WHAT THE TASK REQUIRES ->
Please carry over every line from the one containing "[locate] side window" through the end of the records, inclusive, adding 82 to each coordinate in the answers and leaving the request lines and their sample coordinates unchanged.

***** EXTRACTED DATA

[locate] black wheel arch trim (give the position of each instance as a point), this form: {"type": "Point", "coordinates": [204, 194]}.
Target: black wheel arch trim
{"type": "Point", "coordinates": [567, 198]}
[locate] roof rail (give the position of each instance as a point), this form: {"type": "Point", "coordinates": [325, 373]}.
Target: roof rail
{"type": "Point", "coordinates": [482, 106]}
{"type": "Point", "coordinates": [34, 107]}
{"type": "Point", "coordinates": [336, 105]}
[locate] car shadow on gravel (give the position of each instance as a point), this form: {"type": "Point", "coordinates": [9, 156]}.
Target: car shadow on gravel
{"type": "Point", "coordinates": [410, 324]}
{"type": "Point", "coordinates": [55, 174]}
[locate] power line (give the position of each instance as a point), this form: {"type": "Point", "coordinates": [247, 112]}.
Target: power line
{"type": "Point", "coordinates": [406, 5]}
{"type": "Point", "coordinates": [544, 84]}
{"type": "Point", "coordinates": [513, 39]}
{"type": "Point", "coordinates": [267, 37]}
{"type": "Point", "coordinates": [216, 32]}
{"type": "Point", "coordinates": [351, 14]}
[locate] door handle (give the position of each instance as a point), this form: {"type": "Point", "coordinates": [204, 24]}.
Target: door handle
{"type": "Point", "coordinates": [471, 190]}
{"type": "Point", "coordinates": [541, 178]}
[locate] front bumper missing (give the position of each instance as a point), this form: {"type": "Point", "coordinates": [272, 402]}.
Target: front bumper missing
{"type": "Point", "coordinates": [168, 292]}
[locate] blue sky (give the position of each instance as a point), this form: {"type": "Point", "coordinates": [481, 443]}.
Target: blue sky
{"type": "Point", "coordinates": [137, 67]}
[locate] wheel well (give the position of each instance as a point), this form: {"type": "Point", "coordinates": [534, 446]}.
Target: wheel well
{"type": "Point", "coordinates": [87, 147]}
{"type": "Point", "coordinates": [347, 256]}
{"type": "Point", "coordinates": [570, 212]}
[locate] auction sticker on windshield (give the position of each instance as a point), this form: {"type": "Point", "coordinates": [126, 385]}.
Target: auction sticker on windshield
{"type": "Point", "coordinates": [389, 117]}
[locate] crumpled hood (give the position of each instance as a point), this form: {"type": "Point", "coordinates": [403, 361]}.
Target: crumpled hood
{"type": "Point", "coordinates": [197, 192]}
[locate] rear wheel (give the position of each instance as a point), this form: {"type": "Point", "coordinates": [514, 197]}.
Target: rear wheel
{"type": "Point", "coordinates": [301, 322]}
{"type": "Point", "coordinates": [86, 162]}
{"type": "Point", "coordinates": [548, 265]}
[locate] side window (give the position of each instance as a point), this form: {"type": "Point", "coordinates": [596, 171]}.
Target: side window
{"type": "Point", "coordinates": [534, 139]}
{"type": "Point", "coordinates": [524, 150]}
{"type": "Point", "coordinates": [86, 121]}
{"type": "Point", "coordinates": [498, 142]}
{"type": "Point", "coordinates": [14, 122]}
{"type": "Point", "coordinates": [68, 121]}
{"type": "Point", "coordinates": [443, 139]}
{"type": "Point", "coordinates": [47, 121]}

**********

THE RESPONSE ->
[locate] side window (give the position of each instance as a point), this form: {"type": "Point", "coordinates": [596, 171]}.
Target: side window
{"type": "Point", "coordinates": [616, 221]}
{"type": "Point", "coordinates": [606, 232]}
{"type": "Point", "coordinates": [168, 203]}
{"type": "Point", "coordinates": [580, 224]}
{"type": "Point", "coordinates": [96, 204]}
{"type": "Point", "coordinates": [150, 203]}
{"type": "Point", "coordinates": [525, 221]}
{"type": "Point", "coordinates": [129, 203]}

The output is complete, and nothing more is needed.